**PROBLEM A**: Counting case-sensitively, how many lines of the records contain the word "tree"? Give only the number.

-- DOCUMENT EXTRACT start --

I actually had a harness on me, but it was the most janky harness you've ever seen. There's no way that would keep me from falling out of this car if I made a wrong move or leaned out too far, but that was kind of fun, the danger of it. There was more of an adrenaline rush, because Joel wasn't in that car. That was a stunt driver, and we actually did that stunt where he spins around really fast and I'm getting out of the car as there's dust flying up, and my hair's a mess, and I'm just like, "pow, pow" at these Westboro Baptist Church members. I remember when we were shooting it, Bobcat said, "That's the trailer, right there." But it was the danger of it that made it more fun. I didn't have any hesitation about it. I was ready to do what it took to yield a good product.

Your character says some pretty outrageous things. Did you guys have to contain yourselves from laughter while shooting?

-- DOCUMENT EXTRACT end --
-- RECORD SET start --

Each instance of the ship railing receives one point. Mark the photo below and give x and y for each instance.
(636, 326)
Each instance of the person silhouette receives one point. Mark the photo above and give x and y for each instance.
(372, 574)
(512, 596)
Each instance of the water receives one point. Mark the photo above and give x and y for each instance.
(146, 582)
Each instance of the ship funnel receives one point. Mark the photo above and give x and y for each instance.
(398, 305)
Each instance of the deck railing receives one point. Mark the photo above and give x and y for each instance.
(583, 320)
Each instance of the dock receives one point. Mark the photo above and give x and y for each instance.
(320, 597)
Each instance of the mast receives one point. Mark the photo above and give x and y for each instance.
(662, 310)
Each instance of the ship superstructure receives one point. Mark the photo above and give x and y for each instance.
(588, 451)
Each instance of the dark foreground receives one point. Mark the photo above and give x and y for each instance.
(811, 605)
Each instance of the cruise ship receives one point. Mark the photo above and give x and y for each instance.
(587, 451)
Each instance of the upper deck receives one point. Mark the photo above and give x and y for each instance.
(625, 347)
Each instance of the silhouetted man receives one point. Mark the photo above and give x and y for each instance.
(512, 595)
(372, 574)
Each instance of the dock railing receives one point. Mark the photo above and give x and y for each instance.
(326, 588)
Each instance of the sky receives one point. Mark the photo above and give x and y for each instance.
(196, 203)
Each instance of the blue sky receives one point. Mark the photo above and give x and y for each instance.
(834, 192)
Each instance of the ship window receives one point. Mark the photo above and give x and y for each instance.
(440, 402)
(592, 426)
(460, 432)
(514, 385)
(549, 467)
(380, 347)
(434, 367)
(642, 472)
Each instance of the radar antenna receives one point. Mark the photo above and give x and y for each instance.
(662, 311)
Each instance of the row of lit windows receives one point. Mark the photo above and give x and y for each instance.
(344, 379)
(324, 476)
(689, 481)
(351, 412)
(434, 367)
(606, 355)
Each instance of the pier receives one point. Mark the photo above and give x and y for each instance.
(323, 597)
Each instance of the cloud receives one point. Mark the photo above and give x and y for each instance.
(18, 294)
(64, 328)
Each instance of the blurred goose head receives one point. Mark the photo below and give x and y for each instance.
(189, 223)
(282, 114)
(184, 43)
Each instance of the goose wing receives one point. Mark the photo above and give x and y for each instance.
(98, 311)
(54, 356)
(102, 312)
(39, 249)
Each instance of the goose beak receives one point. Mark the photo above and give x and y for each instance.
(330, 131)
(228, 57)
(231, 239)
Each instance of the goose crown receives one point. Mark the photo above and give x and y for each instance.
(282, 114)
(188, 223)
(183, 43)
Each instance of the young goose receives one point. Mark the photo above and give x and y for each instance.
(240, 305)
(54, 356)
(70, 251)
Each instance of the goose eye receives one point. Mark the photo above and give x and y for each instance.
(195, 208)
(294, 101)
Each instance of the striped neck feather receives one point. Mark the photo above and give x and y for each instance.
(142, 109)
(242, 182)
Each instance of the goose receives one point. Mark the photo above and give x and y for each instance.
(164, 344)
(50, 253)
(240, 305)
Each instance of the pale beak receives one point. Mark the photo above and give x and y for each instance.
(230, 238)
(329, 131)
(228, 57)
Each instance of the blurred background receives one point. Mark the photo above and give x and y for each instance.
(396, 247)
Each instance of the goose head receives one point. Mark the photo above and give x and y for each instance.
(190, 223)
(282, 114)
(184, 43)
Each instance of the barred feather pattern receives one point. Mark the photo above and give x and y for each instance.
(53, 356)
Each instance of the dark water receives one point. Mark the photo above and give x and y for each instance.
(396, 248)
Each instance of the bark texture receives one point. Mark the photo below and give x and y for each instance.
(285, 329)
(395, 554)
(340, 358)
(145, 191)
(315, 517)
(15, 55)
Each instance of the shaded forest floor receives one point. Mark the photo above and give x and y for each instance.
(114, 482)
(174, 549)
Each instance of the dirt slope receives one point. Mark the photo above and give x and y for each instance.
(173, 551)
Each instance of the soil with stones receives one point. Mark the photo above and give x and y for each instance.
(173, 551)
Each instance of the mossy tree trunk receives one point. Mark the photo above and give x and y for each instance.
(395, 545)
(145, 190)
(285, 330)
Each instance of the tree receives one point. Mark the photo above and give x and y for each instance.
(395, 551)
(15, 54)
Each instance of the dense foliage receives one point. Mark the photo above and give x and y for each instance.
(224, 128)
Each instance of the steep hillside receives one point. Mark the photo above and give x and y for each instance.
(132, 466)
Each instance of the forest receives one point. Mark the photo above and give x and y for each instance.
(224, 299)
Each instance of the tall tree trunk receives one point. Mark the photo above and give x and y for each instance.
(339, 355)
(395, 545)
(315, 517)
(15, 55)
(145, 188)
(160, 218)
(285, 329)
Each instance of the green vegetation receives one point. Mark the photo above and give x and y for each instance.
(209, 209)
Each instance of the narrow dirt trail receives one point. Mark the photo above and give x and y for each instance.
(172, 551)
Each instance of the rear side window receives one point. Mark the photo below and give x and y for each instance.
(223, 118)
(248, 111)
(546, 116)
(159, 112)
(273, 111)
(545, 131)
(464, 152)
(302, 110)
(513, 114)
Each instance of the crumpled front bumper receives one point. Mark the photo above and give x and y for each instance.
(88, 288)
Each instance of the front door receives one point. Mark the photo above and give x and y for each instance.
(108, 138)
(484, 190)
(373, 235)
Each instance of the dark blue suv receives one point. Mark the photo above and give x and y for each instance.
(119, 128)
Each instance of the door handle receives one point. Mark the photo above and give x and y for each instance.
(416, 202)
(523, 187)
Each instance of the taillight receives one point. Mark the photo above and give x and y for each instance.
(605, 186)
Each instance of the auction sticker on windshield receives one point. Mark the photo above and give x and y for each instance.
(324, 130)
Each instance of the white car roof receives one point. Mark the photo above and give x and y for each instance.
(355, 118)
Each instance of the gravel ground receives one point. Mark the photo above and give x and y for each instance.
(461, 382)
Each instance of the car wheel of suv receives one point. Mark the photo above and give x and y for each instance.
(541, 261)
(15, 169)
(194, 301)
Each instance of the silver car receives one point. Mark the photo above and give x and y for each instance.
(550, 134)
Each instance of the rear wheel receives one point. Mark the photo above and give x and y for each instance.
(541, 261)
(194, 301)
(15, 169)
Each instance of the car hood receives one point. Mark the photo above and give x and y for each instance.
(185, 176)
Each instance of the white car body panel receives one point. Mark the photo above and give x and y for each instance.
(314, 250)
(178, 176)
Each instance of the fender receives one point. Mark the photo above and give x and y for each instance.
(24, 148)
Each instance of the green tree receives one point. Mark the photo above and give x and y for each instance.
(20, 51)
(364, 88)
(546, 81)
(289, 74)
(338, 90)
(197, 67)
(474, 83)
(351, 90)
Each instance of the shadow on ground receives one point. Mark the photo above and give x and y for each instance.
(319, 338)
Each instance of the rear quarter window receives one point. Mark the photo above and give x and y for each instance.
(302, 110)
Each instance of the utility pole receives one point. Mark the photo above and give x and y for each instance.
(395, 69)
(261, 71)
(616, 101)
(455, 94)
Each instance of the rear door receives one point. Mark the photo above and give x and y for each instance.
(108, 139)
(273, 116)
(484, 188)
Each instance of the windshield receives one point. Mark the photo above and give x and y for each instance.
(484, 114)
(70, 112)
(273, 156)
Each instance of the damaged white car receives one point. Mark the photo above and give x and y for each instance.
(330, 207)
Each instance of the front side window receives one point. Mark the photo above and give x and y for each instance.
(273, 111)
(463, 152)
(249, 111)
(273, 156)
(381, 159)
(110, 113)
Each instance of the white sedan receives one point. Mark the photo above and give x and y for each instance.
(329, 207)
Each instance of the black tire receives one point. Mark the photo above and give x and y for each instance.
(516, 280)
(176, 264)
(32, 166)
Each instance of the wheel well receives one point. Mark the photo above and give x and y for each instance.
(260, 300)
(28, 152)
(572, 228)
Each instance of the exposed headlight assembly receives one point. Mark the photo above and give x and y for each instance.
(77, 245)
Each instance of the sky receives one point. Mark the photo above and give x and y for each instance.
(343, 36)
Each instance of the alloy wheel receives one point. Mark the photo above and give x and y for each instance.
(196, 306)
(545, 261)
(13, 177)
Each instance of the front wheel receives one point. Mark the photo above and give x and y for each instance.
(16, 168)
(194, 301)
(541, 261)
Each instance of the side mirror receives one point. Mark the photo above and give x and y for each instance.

-- RECORD SET end --

**PROBLEM B**: Pick up the interview about filming the car stunt after its last line and continue it.

**EXERCISE ANSWER A**: 4

**EXERCISE ANSWER B**:
If we had to contain ourselves from laughter, it was probably because of Bobcat, because he would just say funny things off in the corner. I remember, there were certain times when instead of saying, "Action," he would just go, "Act," in just the goofiest way, and that would kind of crack me up. There were definitely some moments of laughter, of giggles, especially during the night shoots when everybody's too tired for their own good, and every little thing is the funniest thing you've ever heard, giggle fits and stuff like that. On that note, it was a very, very fun set to work on, and I would do it again in a heartbeat.

In your eBay commercial, which is very funny, you have to sing a lot of dialogue in a short span.  And in this film, there are some scenes where you have to recite a lot of dialogue in one shot. Does your talent for that come from having a good memory or from your experience in theater?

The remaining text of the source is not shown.